• **Document excerpt**
================

Now John has a choice here, does he not? He could do what we might have done and egged on his disciples’ frustration. He could have said, “I know, right? I mean, we were out here baptizing before my cousin, Jesus, came along. They used to listen to me preach. I used to have the big church in town. And then, wham!, here comes Jesus and steals the crowd! I mean, isn’t that sheep-stealing? And what about those folks that used to sit at my feet? Well! I guess all I did for them didn’t matter after all. Go figure! I’ve just been tossed out back, I guess. You’re right: it isn’t fair!”
John could have said that. He really could have. But, instead, he does a curious thing. He begins to talk to his disciples about joy. Listen:
27 John answered, “A person cannot receive even one thing unless it is given him from heaven. 28 You yourselves bear me witness, that I said, ‘I am not the Christ, but I have been sent before him.’ 29 The one who has the bride is the bridegroom. The friend of the bridegroom, who stands and hears him, rejoices greatly at the bridegroom’s voice. Therefore this joy of mine is now complete.
He speaks of joy twice here, and he approaches it through an illustration of a wedding. Let us imagine John’s address to his disciples. In doing so, allow me to read the cultural trappings of our weddings into the different cultural setting of a first-century Jewish wedding. Nothing will be lost in doing so and I think this will help us get the point of what John is saying a little more easily. Let us imagine John turning to his disciples and addressing them thus: “Guys, look: I get your frustration, but let me help you get this right. Imagine with me that we’re at a wedding. You’re sitting in the crowd and the wedding’s about to start. You see all the guys standing up front wearing tuxedos. And there’s the groom. There beside him is the shoshbin, the best man. And to the left and right, looking like nervous penguins, are the groomsmen. The preacher is standing there in the middle. And all the guys are waiting for the doors in the back to open and the bride to come down. You guys with me?”

================

• **Information given**
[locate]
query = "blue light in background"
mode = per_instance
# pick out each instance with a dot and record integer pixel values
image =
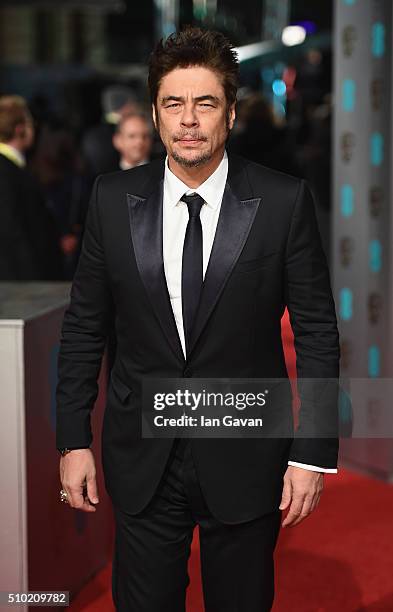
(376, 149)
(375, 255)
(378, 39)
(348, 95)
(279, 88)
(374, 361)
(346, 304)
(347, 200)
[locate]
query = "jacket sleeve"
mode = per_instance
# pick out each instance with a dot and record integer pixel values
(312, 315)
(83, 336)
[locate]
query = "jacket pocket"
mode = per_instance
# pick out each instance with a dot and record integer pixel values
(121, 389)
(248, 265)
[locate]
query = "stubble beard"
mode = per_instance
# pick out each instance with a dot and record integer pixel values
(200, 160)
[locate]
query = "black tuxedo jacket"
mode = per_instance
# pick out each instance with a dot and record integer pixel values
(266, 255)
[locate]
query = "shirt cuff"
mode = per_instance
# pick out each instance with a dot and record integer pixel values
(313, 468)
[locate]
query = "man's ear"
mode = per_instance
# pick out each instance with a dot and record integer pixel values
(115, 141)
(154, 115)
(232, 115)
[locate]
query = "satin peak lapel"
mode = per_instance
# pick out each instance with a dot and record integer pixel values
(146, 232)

================

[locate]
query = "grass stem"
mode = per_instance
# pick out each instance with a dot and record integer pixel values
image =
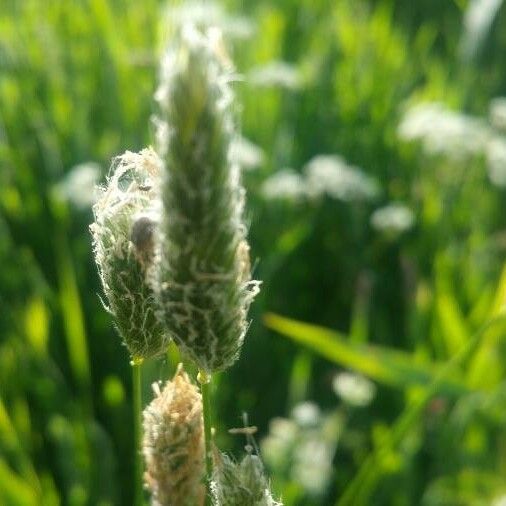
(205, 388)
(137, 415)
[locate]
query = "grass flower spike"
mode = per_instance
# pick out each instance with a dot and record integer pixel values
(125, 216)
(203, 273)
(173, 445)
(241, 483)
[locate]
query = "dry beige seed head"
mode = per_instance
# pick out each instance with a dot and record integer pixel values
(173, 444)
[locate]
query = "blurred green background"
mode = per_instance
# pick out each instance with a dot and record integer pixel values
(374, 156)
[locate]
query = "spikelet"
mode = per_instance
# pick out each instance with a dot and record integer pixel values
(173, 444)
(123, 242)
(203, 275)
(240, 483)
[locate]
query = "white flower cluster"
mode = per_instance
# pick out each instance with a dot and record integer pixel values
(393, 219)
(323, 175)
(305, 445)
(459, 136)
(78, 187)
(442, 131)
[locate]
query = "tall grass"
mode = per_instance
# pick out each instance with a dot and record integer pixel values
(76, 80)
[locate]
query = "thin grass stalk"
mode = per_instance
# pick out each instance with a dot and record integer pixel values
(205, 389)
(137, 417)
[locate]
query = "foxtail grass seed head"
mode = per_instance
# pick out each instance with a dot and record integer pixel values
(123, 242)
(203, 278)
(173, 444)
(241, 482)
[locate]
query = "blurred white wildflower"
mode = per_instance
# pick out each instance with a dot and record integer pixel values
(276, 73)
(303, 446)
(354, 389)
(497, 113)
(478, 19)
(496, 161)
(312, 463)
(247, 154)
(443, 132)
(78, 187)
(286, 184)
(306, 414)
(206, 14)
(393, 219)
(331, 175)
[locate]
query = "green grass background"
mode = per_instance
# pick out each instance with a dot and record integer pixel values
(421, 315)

================

• **What to produce**
Translate this sentence from the text about John and his disciples into Spanish: "He speaks of joy twice here, and he approaches it through an illustration of a wedding."

• **Result of the task**
Aquí habla de la alegría dos veces, y la aborda mediante la ilustración de una boda.